Records from a dataset:
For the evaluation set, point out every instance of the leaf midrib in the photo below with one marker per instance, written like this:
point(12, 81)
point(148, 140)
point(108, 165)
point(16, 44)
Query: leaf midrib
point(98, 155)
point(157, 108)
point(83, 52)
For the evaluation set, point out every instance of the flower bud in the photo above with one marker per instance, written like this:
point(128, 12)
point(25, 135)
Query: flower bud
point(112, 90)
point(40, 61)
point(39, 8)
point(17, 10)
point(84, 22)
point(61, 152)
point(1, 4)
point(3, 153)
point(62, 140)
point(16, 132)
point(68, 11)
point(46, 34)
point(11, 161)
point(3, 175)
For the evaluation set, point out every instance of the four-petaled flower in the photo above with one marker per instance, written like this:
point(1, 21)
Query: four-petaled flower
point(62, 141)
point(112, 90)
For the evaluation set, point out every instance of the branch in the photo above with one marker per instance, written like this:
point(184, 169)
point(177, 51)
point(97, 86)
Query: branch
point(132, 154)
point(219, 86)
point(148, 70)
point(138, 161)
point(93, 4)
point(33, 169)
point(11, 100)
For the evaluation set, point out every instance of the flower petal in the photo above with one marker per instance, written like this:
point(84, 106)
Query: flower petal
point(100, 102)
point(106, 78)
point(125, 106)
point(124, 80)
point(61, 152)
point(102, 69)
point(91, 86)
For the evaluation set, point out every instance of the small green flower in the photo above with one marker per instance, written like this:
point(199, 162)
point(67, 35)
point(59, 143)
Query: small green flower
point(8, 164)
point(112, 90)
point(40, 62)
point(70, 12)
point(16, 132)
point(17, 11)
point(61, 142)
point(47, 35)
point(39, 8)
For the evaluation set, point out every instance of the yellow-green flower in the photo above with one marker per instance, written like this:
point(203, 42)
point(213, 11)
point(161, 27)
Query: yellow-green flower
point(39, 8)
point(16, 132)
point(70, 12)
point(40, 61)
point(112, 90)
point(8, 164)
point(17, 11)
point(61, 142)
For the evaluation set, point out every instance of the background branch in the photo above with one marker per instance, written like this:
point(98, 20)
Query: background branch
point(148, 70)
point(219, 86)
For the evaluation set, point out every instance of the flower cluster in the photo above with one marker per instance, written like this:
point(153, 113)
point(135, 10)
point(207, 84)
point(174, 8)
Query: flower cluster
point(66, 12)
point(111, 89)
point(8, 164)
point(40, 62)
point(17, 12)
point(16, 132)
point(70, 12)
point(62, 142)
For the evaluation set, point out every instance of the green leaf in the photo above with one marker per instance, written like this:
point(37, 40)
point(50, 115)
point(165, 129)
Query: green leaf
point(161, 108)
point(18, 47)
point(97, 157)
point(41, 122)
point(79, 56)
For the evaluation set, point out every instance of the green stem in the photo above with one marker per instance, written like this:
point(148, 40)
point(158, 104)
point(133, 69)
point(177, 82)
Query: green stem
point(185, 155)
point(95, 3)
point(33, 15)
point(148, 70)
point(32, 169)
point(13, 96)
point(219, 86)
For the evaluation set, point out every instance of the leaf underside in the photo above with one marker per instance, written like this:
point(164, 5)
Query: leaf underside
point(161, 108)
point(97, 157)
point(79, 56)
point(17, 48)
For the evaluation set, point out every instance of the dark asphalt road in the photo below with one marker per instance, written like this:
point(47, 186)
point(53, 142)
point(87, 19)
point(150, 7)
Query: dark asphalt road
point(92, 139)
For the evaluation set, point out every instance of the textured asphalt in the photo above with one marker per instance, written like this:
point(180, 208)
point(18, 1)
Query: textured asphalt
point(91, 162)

WHAT IS ASKED:
Please rename "evaluation set" to "test set" everywhere in the records above and reproduce them with nothing else changed.

ANSWER FOR THIS EXERCISE:
For the test set, point out every instance of the leaf midrib in the photo below with one marker per instance, written like this:
point(12, 81)
point(148, 140)
point(108, 165)
point(16, 44)
Query: leaf midrib
point(98, 155)
point(157, 108)
point(83, 52)
For the test set, point out every instance of the flower bud in the photo above with one marker per instance, written like this:
point(128, 12)
point(25, 135)
Query: flower bud
point(112, 90)
point(40, 61)
point(39, 8)
point(17, 10)
point(84, 22)
point(61, 152)
point(1, 4)
point(3, 153)
point(62, 140)
point(16, 132)
point(68, 11)
point(46, 34)
point(11, 161)
point(3, 175)
For the test set, point out every instance of the four-petaled flower in the photo above with one marker per instance, written like this:
point(1, 21)
Query: four-petaled flower
point(62, 141)
point(112, 90)
For the test set, point out every instance of the branch in the photo above with one marker per instance, written like this:
point(184, 169)
point(177, 51)
point(97, 86)
Query: branch
point(132, 154)
point(219, 86)
point(148, 70)
point(138, 161)
point(93, 4)
point(33, 169)
point(11, 100)
For the test set, point out every instance of the flower petal in the photo above with one marker per instance, written like this:
point(84, 106)
Query: flower petal
point(100, 102)
point(106, 78)
point(125, 106)
point(124, 80)
point(61, 152)
point(102, 69)
point(91, 86)
For the test set, point out every instance of the small green flower in the photo above with one marker per instance, written like this:
point(199, 162)
point(67, 35)
point(59, 143)
Query: small green flower
point(8, 164)
point(112, 90)
point(40, 62)
point(70, 12)
point(16, 132)
point(17, 11)
point(61, 142)
point(47, 35)
point(39, 8)
For the test set, point out every instance of the yellow-green flower in the photo above with one marker per instance, written like this:
point(203, 42)
point(213, 11)
point(161, 27)
Query: yellow-green flower
point(39, 8)
point(16, 132)
point(70, 12)
point(40, 61)
point(112, 90)
point(8, 164)
point(17, 11)
point(61, 142)
For the test set, point out every instance of the background branch in the photo above with one marker per instance, written like this:
point(98, 20)
Query: background branch
point(148, 70)
point(219, 86)
For the test set, point out every instance of the flower cluster in the photo above with one marker per instance, written like this:
point(153, 113)
point(135, 10)
point(207, 84)
point(174, 8)
Query: flower cluster
point(66, 12)
point(111, 89)
point(8, 164)
point(40, 62)
point(17, 12)
point(16, 132)
point(70, 12)
point(62, 142)
For the test set, point out every instance of the green leaf in the photo above with one marker per instance, written like this:
point(37, 40)
point(50, 115)
point(165, 129)
Query: green leaf
point(161, 108)
point(18, 47)
point(97, 157)
point(41, 122)
point(79, 56)
For the test set, point out every instance of the green stem in the photo above with one marker per instance, written like this:
point(148, 40)
point(158, 104)
point(133, 69)
point(177, 82)
Query: green stem
point(185, 155)
point(95, 3)
point(33, 15)
point(148, 70)
point(32, 169)
point(13, 96)
point(219, 86)
For the test set, point out every instance of the leaf underside in the photo above with one marker per instance, written like this:
point(164, 5)
Query: leaf underside
point(161, 108)
point(97, 157)
point(79, 56)
point(17, 48)
For the test set, point out every instance of the dark asphalt road in the photo below with one marker per instance, written like this:
point(47, 186)
point(53, 142)
point(87, 19)
point(150, 7)
Query: dark asphalt road
point(92, 139)
For the test set, point out every instance of the textured asphalt in the photo above with one marker per instance, written like this:
point(180, 208)
point(18, 1)
Query: textured asphalt
point(91, 162)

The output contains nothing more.